▸ To be done:
Arrange every line of the items below as a Markdown table with two columns, Row and Line, leaving out blank lines.

[BEGIN Data for the task]

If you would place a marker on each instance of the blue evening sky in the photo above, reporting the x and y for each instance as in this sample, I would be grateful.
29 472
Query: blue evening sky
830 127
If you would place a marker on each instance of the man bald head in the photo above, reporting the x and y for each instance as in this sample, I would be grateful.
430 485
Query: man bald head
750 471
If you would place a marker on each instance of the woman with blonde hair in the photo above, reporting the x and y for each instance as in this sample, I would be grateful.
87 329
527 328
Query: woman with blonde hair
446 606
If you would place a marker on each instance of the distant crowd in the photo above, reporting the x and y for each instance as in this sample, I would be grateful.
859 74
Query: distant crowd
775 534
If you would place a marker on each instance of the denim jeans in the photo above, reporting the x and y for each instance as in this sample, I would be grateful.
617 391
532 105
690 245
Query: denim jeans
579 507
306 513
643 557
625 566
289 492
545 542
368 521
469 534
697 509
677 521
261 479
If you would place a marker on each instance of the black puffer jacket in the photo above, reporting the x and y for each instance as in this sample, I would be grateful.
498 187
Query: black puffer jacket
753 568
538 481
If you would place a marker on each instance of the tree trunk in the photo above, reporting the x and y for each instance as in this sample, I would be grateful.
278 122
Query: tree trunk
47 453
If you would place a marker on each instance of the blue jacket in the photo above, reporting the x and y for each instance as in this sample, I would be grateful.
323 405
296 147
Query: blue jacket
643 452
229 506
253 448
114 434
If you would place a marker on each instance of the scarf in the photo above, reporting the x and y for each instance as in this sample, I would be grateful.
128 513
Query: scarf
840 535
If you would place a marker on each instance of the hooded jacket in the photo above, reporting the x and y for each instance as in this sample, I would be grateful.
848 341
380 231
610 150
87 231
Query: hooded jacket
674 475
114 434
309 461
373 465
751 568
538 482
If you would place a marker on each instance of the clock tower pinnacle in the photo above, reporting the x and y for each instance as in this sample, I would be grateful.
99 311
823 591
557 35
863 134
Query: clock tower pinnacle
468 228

[END Data for the task]

▸ Solution to this problem:
| Row | Line |
|---|---|
| 1 | If you would place a marker on each instance of the blue evening sky in the photo above, reporting the x and y for each instance as in this sample, I would be grateful. |
| 2 | 29 472 |
| 3 | Query: blue evening sky |
| 4 | 830 127 |
| 5 | If you would place a marker on each instance of the man bald head in the photo above, reporting the x and y for each instance as in this sample, I would be grateful. |
| 6 | 430 485 |
| 7 | Query: man bald head |
| 8 | 750 471 |
| 9 | If you would place a marker on each instance of the woman with blonde hair in the photo above, reporting the x and y for each instance as in this sample, I would be grateful. |
| 10 | 87 329 |
| 11 | 527 328 |
| 12 | Query: woman with blonde hair |
| 13 | 446 606 |
| 14 | If you would place a marker on each instance of the distant crowd in the photo above, reporting the x and y for each instance as in this sample, I would be grateful. |
| 15 | 859 74 |
| 16 | Query: distant crowd |
| 17 | 775 534 |
| 18 | If you would place a marker on each instance of the denim jeans in the photo above, reporting the x and y for each instance as in this sample, I would be grateful. |
| 19 | 617 391 |
| 20 | 532 105 |
| 21 | 690 245 |
| 22 | Query: denim jeans |
| 23 | 579 507 |
| 24 | 306 513 |
| 25 | 643 557 |
| 26 | 625 566 |
| 27 | 289 492 |
| 28 | 545 542 |
| 29 | 368 521 |
| 30 | 469 534 |
| 31 | 697 509 |
| 32 | 677 521 |
| 33 | 261 479 |
| 34 | If you would place a marker on each instance of the black puffer jacket in the photo above, reporting the x and y for each instance as in this sample, I would be grateful. |
| 35 | 498 187 |
| 36 | Query: black puffer jacket |
| 37 | 753 568 |
| 38 | 538 481 |
| 39 | If you would place a marker on each instance of the tree trunk in the photo above, reporting the x and y for each instance as in this sample, I would be grateful. |
| 40 | 278 122 |
| 41 | Query: tree trunk |
| 42 | 47 453 |
| 43 | If you would place a marker on each instance of the blue jacket in the photo above, reporting the x and y for each instance as in this sample, I would be grateful. |
| 44 | 323 405 |
| 45 | 296 147 |
| 46 | Query: blue jacket |
| 47 | 643 452 |
| 48 | 229 506 |
| 49 | 253 448 |
| 50 | 114 434 |
| 51 | If you would place a marker on each instance of the scarf in the photo above, reporting the x and y for each instance as in this sample, I would be grateful. |
| 52 | 128 513 |
| 53 | Query: scarf |
| 54 | 840 535 |
| 55 | If you would place a marker on each instance of the hooded jacket in the photo above, reporting the x and y for each instance as in this sample, I would be grateful. |
| 56 | 848 341 |
| 57 | 380 231 |
| 58 | 610 150 |
| 59 | 87 231 |
| 60 | Query: hooded jacket |
| 61 | 674 475 |
| 62 | 114 434 |
| 63 | 309 461 |
| 64 | 373 465 |
| 65 | 751 568 |
| 66 | 538 482 |
| 67 | If you would place a marker on each instance of the clock tower pinnacle in the photo above, reporting the x and y for each instance as in this sample, I would be grateful. |
| 68 | 99 311 |
| 69 | 823 591 |
| 70 | 557 35 |
| 71 | 863 134 |
| 72 | Query: clock tower pinnacle |
| 73 | 468 228 |